#### [What you are asked to do]
Copy out every line of the records below without changing anything.

start Excerpted records

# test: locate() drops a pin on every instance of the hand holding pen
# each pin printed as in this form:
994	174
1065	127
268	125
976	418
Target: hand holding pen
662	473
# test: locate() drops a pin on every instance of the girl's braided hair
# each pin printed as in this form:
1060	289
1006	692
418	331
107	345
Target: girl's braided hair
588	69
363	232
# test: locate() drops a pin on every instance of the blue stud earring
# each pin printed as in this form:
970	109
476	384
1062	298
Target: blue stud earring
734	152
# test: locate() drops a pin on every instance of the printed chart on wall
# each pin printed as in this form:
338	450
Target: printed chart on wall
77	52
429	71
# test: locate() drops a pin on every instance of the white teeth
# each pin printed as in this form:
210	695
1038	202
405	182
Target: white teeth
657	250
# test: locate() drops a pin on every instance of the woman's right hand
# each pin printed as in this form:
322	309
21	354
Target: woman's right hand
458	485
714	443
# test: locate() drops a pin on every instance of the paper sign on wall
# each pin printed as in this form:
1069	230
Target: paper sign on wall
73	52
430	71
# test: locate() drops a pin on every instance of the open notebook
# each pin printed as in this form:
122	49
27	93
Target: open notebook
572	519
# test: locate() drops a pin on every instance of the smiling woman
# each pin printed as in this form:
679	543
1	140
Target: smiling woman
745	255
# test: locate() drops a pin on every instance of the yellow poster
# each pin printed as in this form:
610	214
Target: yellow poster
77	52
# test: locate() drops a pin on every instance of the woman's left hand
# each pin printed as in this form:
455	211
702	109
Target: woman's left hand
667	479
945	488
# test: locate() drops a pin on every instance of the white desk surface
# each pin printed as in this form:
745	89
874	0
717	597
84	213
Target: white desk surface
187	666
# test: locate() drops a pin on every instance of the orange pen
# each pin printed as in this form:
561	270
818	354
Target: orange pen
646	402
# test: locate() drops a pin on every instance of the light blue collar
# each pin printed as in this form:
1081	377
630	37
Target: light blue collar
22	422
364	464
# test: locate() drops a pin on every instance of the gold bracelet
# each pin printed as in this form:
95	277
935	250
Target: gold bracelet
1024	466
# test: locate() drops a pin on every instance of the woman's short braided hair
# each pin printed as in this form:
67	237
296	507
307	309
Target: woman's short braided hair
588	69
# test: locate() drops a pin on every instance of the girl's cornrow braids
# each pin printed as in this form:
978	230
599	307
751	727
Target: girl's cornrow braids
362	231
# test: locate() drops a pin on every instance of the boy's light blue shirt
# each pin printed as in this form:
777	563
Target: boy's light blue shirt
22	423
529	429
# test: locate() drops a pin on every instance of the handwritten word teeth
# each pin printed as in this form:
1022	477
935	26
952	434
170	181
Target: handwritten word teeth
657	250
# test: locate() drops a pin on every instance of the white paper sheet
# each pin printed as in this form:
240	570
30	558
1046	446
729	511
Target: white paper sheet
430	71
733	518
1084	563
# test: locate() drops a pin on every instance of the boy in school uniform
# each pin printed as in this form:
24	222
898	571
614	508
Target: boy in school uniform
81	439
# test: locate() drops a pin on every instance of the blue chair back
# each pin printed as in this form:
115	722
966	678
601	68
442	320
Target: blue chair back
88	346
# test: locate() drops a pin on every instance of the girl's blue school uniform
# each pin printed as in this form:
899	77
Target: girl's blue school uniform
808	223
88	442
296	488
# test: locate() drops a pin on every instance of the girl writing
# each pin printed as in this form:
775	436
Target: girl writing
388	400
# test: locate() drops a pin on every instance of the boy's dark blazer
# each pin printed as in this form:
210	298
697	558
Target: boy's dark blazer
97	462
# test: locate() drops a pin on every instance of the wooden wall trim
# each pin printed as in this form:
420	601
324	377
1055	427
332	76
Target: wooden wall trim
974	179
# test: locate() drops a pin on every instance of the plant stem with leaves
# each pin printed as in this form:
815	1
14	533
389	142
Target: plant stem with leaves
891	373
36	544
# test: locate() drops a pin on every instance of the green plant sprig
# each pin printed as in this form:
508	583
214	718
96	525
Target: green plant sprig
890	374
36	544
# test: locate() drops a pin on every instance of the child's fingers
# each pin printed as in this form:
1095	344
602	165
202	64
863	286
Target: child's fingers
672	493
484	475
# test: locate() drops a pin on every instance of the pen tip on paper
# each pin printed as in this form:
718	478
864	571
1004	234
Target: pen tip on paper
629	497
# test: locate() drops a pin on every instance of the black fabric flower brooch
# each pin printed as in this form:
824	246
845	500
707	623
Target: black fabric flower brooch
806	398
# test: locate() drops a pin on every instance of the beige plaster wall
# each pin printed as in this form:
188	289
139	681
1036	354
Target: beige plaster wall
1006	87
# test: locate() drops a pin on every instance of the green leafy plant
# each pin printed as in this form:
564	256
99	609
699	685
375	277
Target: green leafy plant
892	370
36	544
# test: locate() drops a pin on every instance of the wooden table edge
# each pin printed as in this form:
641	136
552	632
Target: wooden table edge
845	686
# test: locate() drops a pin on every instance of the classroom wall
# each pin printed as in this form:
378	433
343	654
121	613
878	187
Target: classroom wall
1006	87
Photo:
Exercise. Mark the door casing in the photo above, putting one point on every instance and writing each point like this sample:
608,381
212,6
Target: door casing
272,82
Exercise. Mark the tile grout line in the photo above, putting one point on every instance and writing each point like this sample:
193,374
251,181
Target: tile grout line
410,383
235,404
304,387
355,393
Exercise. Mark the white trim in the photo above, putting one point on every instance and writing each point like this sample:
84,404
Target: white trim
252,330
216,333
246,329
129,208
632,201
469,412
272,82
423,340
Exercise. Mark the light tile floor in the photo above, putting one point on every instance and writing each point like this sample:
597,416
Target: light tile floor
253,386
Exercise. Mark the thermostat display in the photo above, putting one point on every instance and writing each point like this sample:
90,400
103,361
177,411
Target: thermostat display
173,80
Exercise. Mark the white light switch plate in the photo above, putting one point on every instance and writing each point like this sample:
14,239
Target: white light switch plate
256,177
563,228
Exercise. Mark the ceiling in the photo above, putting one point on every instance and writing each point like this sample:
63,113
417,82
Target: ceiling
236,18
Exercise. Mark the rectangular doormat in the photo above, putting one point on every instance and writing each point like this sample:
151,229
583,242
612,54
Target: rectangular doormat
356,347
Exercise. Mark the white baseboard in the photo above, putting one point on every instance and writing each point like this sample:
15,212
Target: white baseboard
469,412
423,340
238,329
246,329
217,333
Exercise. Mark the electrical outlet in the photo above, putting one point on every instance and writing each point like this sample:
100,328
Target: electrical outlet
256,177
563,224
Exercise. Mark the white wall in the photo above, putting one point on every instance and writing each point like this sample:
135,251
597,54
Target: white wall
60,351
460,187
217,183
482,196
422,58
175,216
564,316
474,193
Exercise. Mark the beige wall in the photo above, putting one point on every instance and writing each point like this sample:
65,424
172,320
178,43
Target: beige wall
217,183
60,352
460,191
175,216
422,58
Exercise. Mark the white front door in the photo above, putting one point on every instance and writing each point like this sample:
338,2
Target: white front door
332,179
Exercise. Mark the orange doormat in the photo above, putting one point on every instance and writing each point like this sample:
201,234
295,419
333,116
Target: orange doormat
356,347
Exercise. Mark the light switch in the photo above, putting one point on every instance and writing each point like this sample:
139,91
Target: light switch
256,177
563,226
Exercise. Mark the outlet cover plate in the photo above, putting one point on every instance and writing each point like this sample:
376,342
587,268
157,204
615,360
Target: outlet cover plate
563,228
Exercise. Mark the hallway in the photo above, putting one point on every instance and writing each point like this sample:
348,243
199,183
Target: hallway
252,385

end Excerpted records

#### [Complete answer]
# test: locate() drops a pin on every instance of the hand holding pen
# each pin printed as in this form:
994	174
1065	127
268	125
976	418
Target: hand holding pen
662	473
# test: locate() drops a pin on every instance of the girl's braided hair
# each pin printed as in this form:
1060	289
1006	692
418	331
107	345
Target: girl's braided hair
588	69
363	232
# test: locate() drops a pin on every instance of the blue stud earring
# each pin printed as in this form:
970	109
476	384
1062	298
Target: blue stud earring
734	152
# test: locate() drops a pin on every instance of the printed chart on wall
# each pin printed as in this form:
338	450
Target: printed chart on wall
77	52
429	71
# test: locate() drops a pin on every instance of the white teeth
# each pin printed as in this form:
210	695
1038	202
405	182
Target: white teeth
657	250
# test: locate() drops a pin on every instance of the woman's right hand
# each pin printed as in this form:
322	309
21	354
Target: woman's right hand
458	485
714	443
# test: locate() drops a pin on every instance of the paper sign on wall
# each pin printed as in this form:
1069	230
Target: paper sign on wall
73	52
430	71
# test: locate() drops a pin on every instance of the open notebook
# each pin printed as in this form:
122	49
27	93
Target: open notebook
572	519
# test: locate() drops a pin on every instance of the smiling woman
# each pin printed as in this form:
679	543
1	140
Target: smiling woman
745	255
# test: locate() drops a pin on every instance of the yellow poster
# each pin printed as in this form:
610	214
Target: yellow poster
77	52
# test: locate() drops a pin on every instance of the woman's left hand
# each pin printed as in this form:
455	211
702	109
Target: woman's left hand
667	479
945	488
# test: locate() drops a pin on every instance of the white desk surface
# each pin printed as in this form:
745	89
874	0
717	597
84	213
Target: white desk surface
187	666
# test: locate() drops a pin on every instance of the orange pen
# each pin printed as in this form:
561	270
818	354
Target: orange pen
646	402
# test: locate() drops a pin on every instance of the light blue collar
# each pin printed as in this form:
1081	377
630	37
Target: light blue collar
22	422
364	464
# test: locate() drops a pin on every instance of the gold bracelet
# each pin printed as in this form:
95	277
935	250
Target: gold bracelet
1024	466
# test: locate() drops a pin on every instance of the woman's short braided hair
# each pin printed as in this form:
67	237
296	507
307	309
Target: woman's short braided hair
588	69
# test: locate() drops a pin on every instance of the girl's cornrow braids
# each pin printed as in this form:
978	230
599	307
751	727
Target: girl's cornrow braids
362	231
# test: locate() drops a pin on every instance of the boy's light blue shirt
# each pin printed as in this form:
777	563
Target: boy's light blue shirt
22	423
529	429
# test: locate() drops a pin on every instance of the handwritten word teeth
# each pin printed as in this form:
1022	477
935	26
952	434
170	181
Target: handwritten word teeth
657	250
# test: locate() drops a pin on every instance of the white paper sheet
# each pin printed as in this form:
240	570
30	558
1046	446
729	511
Target: white paper sheet
430	71
733	518
1084	563
# test: locate() drops a pin on every instance of the boy in school uniform
# each pin printed as in this form:
24	222
898	571
614	508
Target: boy in school uniform
81	439
# test: locate() drops a pin on every instance of the blue chair back
# each pin printed as in this form:
115	722
966	678
601	68
442	320
Target: blue chair back
88	346
# test: locate() drops a pin on every instance of the girl's blue school uniform
# each pin printed as in this form:
899	77
Target: girl's blue school uniform
808	223
88	442
296	488
# test: locate() drops a pin on every instance of the girl writing
# each pin printed as in this form:
775	436
Target: girl writing
388	400
# test: locate() drops a pin on every instance of the boy's dark blazer
# each pin printed as in this form:
210	298
697	558
Target: boy's dark blazer
97	462
# test: locate() drops a pin on every instance of the wooden wall trim
# each pin printed as in this form:
420	601
324	377
1055	427
332	76
Target: wooden wall trim
974	179
# test: locate() drops a pin on every instance of the plant stem with leaves
# each pin printed as in this form:
815	1
14	533
389	142
Target: plant stem with leaves
891	373
36	544
# test: locate() drops a pin on every instance of the green plant sprig
# each pin printed as in this form:
508	583
214	718
96	525
Target: green plant sprig
890	374
36	544
# test: locate() drops a pin on every instance of the child's fingers
# each pin printed as in this form:
1095	344
602	165
202	64
863	286
Target: child's fingers
672	493
484	475
# test: locate() drops a pin on every instance of the pen tip on paper
# each pin printed as in this form:
718	478
864	571
1004	234
Target: pen tip on paper
629	497
# test: locate() drops a pin on every instance of the black fabric flower brooch
# each pin printed as in this form:
824	246
845	500
707	623
Target: black fabric flower brooch
806	398
# test: locate() drops a pin on every instance of the beige plaster wall
# each pin printed as in this form:
188	289
139	681
1036	354
Target: beige plaster wall
1006	87
# test: locate() drops a pin on every instance of the green leafy plant
# each pin printed as in this form:
564	256
99	609
699	685
375	277
Target: green leafy plant
892	370
36	544
# test: locate() drops a pin on every instance of the wooden table edge
# each pin printed as in this form:
641	136
552	632
Target: wooden table edge
845	686
# test: locate() drops a pin on every instance of the classroom wall
# each pin printed as in this form:
378	433
343	654
121	613
878	187
Target: classroom wall
1006	87
Photo:
Exercise. Mark the door casing in the photo above, putting one point on every instance and writing each point like this sample:
608,381
212,6
Target: door casing
272,82
Exercise. Mark the tile grout line in the photo above, putting one point on every instance and writing each point like this sample:
193,374
251,181
Target: tile grout line
410,383
235,404
304,387
355,393
Exercise. Mark the white trim in the photo above, putting one point on every instance and writing each point like this sample:
84,404
Target: white trim
252,330
216,333
246,329
129,208
632,201
469,412
272,82
423,340
Exercise. Mark the light tile floor in the photo above, putting one point on every instance and writing each point like this sample:
597,416
Target: light tile floor
253,386
Exercise. Mark the thermostat display in the photo above, putting one point on every instance and writing each point like this sample:
90,400
103,361
177,411
Target: thermostat display
173,80
Exercise. Mark the white light switch plate in the photo above, putting one point on every instance and writing each point like this sample:
14,239
Target: white light switch plate
256,177
563,228
Exercise. Mark the ceiling in the photo above, putting one point on every instance and writing each point like this sample:
63,113
417,82
Target: ceiling
236,18
Exercise. Mark the rectangular doormat in the photo above, putting one point on every instance and writing each point like this sample:
151,229
583,242
612,54
Target: rectangular doormat
356,347
Exercise. Mark the white baseboard in the photo above, putting one point on every instance and writing each point like this sample:
15,212
Target: white baseboard
469,412
423,340
238,329
246,329
217,333
Exercise. Mark the electrical outlet in the photo above, putting one point on every instance and writing each point like this sample:
100,328
Target: electrical outlet
256,177
563,224
Exercise. Mark the white wall in the photo above, putting one point on every instance and writing each point like this sample:
135,251
597,54
Target: white wall
60,351
460,187
217,183
482,196
422,58
175,216
564,316
474,193
Exercise. Mark the beige wall in the photo above, putting one point on every instance and writing each point like this sample:
65,424
172,320
178,43
Target: beige wall
217,183
60,352
460,191
175,216
422,58
Exercise. Mark the white front door in the photo above, putting one point on every instance and writing each point like this sample:
338,2
Target: white front door
332,179
Exercise. Mark the orange doormat in the photo above, putting one point on every instance and writing each point like this sample:
201,234
295,419
333,116
Target: orange doormat
356,347
Exercise. Mark the light switch in the photo above, putting one point on every instance and writing each point like this sample:
139,91
Target: light switch
256,177
563,226
Exercise. Mark the outlet cover plate in the photo above, putting one point on every instance and writing each point like this sample:
376,342
587,268
157,204
615,360
Target: outlet cover plate
563,228
Exercise. Mark the hallway in the photo above, putting one point on every instance and writing each point like this sample:
348,243
199,183
Target: hallway
252,385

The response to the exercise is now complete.